---- DATA IN THIS EXERCISE
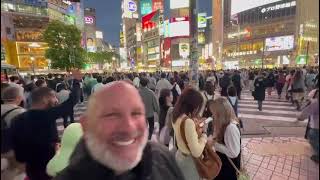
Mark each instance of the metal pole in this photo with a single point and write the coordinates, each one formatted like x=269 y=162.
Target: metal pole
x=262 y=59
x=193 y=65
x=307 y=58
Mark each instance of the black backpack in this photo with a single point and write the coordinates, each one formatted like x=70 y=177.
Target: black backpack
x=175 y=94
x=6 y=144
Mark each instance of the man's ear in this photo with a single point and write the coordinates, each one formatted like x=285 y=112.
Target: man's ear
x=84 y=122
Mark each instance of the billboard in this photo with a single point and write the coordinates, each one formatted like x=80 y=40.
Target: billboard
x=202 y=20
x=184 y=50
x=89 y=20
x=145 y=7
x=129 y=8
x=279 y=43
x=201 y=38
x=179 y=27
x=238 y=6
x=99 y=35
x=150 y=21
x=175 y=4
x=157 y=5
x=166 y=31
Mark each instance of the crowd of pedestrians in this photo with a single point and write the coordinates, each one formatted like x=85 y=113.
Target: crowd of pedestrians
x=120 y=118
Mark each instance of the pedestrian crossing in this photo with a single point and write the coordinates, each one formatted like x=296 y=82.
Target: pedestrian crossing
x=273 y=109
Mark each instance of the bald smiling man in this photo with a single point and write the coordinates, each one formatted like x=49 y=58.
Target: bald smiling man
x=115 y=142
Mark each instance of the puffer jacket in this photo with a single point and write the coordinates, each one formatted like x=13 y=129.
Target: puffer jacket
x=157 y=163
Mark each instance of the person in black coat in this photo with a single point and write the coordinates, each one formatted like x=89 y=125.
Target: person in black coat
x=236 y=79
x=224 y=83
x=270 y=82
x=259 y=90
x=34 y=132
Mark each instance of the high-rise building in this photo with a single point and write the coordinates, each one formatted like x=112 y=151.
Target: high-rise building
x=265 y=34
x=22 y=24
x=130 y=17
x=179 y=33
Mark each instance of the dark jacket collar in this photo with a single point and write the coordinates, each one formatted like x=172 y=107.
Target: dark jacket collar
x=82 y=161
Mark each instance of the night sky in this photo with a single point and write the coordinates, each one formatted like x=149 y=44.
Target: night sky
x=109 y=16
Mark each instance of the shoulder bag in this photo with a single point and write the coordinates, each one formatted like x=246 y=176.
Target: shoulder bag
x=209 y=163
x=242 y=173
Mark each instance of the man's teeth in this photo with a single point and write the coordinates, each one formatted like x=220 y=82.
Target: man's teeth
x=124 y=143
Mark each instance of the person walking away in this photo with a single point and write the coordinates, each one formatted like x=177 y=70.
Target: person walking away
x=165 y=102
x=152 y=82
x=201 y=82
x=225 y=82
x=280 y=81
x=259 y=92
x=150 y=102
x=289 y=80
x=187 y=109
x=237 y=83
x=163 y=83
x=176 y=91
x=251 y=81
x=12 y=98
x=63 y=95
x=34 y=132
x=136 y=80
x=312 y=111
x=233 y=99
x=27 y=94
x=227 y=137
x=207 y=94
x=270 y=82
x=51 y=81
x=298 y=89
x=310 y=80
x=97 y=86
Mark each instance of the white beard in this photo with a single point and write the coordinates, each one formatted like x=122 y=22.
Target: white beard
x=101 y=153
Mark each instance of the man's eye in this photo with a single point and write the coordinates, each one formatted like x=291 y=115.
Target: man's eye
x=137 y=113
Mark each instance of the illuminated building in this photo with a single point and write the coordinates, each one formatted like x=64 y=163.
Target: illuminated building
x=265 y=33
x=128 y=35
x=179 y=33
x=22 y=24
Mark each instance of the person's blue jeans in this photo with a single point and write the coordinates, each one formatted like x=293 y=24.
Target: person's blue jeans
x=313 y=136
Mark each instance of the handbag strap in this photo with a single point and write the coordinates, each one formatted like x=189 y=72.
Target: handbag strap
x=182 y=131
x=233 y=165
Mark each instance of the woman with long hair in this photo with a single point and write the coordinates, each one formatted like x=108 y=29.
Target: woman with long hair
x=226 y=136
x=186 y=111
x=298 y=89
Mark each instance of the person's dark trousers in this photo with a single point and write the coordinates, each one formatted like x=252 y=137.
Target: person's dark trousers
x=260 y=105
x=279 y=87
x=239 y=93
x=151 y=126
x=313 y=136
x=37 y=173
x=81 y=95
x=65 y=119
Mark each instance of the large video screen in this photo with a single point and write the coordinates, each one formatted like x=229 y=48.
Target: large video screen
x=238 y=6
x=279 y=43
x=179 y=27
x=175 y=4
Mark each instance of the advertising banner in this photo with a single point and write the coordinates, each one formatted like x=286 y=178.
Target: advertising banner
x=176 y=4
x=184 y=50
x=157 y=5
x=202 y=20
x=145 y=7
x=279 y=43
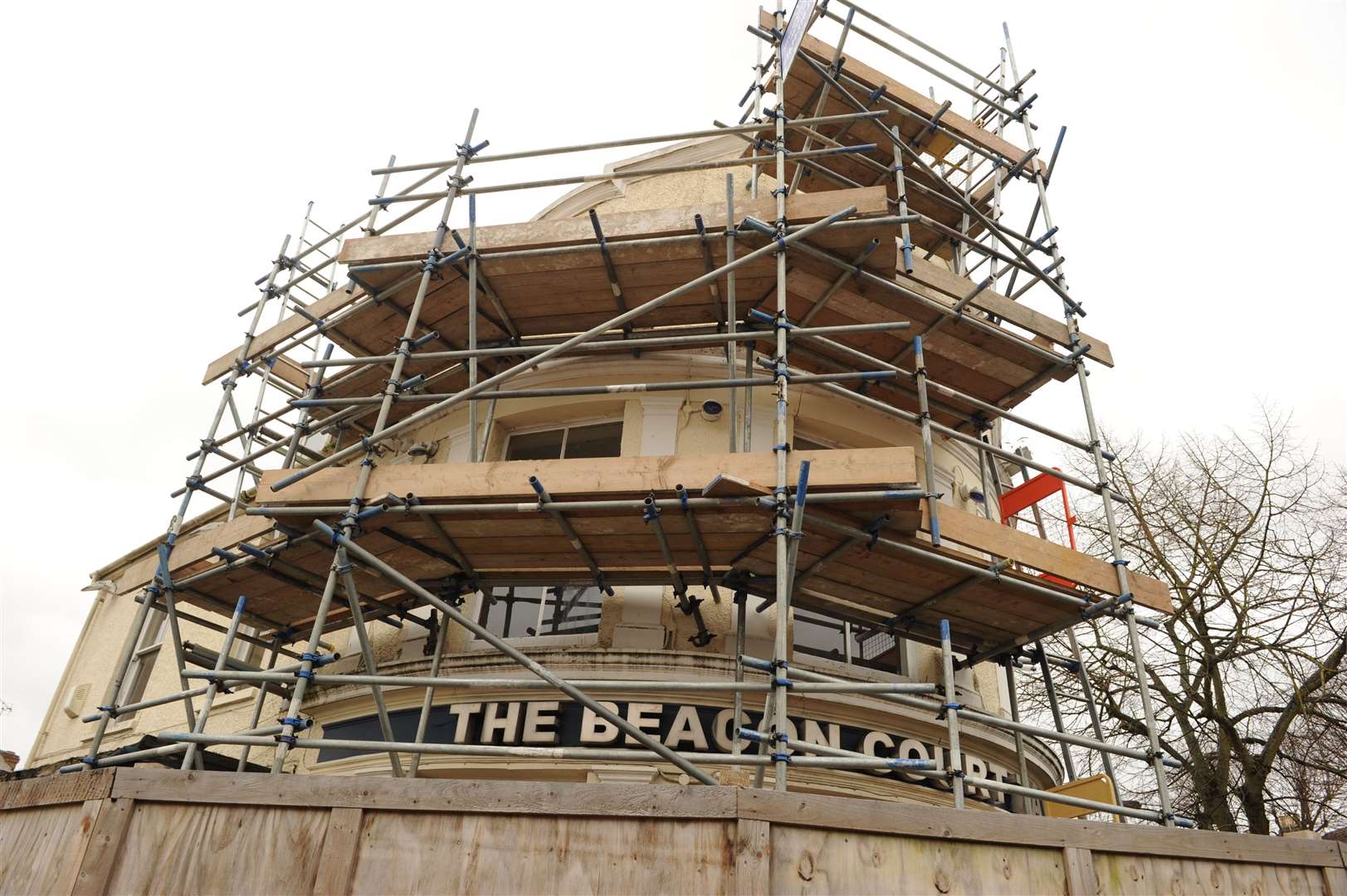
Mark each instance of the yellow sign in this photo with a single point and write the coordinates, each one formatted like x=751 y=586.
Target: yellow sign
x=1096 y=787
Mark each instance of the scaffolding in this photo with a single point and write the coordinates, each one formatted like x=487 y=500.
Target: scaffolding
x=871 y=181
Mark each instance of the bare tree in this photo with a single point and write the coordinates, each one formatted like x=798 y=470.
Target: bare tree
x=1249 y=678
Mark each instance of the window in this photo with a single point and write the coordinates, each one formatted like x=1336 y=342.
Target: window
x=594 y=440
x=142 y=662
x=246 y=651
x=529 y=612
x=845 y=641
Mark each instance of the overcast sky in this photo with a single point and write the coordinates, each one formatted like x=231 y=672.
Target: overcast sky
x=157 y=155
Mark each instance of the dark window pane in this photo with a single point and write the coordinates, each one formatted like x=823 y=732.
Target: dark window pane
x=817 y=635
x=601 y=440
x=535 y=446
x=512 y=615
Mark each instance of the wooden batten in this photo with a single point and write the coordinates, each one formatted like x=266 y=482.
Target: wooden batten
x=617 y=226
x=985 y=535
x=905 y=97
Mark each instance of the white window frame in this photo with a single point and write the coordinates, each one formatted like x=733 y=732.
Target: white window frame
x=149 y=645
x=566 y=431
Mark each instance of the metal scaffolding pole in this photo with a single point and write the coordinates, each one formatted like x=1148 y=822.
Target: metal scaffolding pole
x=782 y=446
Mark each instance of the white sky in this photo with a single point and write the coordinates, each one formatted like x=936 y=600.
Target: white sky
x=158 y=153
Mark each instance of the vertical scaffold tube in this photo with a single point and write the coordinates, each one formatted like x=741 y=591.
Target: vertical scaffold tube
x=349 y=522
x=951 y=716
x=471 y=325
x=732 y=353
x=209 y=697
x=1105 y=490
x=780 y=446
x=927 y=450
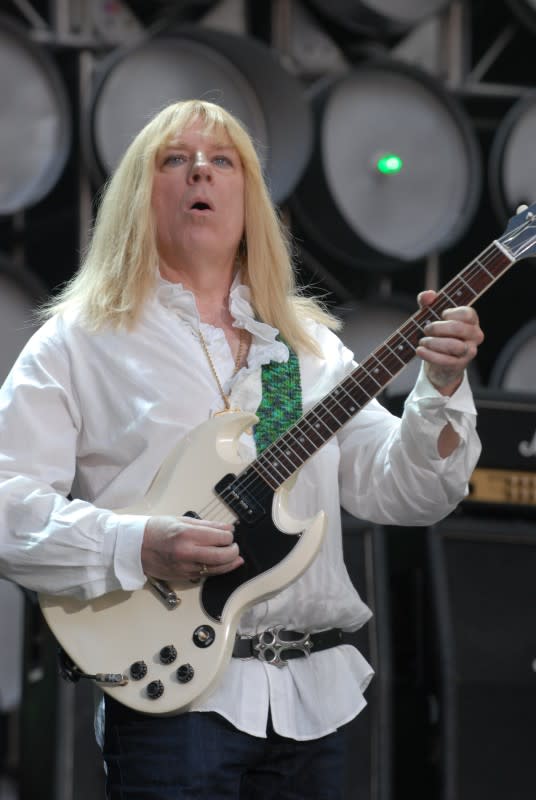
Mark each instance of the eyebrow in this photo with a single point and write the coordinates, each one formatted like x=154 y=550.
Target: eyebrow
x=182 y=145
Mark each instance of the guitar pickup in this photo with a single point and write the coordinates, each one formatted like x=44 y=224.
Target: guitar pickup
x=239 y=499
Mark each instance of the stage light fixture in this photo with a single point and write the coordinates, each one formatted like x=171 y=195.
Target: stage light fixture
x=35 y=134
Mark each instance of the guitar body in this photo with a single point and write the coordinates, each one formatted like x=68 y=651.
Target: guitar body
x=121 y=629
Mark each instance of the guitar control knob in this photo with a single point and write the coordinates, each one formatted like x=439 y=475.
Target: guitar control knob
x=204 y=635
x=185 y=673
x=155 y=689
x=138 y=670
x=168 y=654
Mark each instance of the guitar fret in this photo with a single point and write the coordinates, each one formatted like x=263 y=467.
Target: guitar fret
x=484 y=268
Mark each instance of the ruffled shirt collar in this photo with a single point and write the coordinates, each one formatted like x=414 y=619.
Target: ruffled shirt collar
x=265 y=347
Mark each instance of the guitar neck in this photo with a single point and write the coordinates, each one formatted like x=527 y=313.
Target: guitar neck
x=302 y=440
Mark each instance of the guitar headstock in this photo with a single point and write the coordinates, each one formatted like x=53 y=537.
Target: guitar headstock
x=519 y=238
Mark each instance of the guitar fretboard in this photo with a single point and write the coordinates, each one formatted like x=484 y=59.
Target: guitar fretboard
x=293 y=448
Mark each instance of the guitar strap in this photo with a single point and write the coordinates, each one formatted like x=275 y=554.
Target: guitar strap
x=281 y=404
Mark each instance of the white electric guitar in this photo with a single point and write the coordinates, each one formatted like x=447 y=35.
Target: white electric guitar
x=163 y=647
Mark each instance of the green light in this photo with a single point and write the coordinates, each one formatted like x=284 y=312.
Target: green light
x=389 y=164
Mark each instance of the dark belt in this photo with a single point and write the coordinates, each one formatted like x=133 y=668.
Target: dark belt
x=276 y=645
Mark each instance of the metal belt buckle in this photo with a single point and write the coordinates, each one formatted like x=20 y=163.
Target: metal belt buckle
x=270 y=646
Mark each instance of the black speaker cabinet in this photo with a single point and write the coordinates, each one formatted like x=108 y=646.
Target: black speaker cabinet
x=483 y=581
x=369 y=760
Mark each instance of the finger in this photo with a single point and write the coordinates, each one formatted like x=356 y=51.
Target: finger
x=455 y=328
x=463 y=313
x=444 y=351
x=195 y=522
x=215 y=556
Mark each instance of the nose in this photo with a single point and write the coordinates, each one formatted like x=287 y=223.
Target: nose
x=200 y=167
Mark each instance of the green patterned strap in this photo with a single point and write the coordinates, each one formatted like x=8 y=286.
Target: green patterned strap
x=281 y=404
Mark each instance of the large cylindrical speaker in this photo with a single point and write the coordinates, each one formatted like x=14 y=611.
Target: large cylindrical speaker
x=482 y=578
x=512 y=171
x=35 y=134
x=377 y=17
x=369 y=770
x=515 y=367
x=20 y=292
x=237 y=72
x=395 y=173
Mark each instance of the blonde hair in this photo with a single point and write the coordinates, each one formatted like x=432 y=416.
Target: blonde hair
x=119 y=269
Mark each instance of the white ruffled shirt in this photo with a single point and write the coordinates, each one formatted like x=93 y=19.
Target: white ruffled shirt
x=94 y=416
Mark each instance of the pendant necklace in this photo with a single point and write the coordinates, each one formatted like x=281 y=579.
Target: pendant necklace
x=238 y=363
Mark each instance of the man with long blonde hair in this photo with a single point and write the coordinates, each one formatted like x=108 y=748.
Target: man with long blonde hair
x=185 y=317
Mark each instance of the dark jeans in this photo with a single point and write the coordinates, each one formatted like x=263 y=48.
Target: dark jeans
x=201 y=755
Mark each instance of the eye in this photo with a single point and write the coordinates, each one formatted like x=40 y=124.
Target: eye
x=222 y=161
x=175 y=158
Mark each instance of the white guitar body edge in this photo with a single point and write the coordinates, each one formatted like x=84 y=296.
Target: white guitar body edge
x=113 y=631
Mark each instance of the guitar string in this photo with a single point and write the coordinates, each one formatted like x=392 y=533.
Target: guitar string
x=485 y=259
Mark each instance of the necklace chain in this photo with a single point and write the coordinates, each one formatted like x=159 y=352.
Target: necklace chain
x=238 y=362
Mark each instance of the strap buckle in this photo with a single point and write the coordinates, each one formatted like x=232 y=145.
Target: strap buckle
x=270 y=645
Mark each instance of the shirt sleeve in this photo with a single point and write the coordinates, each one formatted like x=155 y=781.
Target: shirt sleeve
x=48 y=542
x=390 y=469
--------
◆ REQUIRED ACTION
Exactly the lines from the one containing "Mark each instance of the eye in" through the final line of the records must appear in your reply, and no others.

◆ SOLUTION
Mark each instance of the eye in this photo with a single point and write the coordinates, each one formatted like x=40 y=124.
Target: eye
x=222 y=161
x=175 y=158
Mark each instance of the white guitar body edge in this photo with a single point and write the coordinates, each one formatted like x=84 y=296.
Target: white guitar body edge
x=113 y=631
Mark each instance of the guitar string in this photo with a single point and write the coordinates, each one formatted like x=392 y=533.
Target: guitar string
x=485 y=259
Mark each instance of the necklace chain in this photo with a single point and write the coordinates, each one formatted like x=159 y=352.
Target: necklace chain
x=238 y=362
Mark each instance of the strap buckle in this photo with a single point and write the coordinates, each one formatted like x=232 y=145.
Target: strap buckle
x=270 y=645
Mark each instance of the shirt sleeve in this photo with a single point and write the coordinates, each one formatted like x=155 y=781.
Target: shirt sleeve
x=48 y=542
x=390 y=469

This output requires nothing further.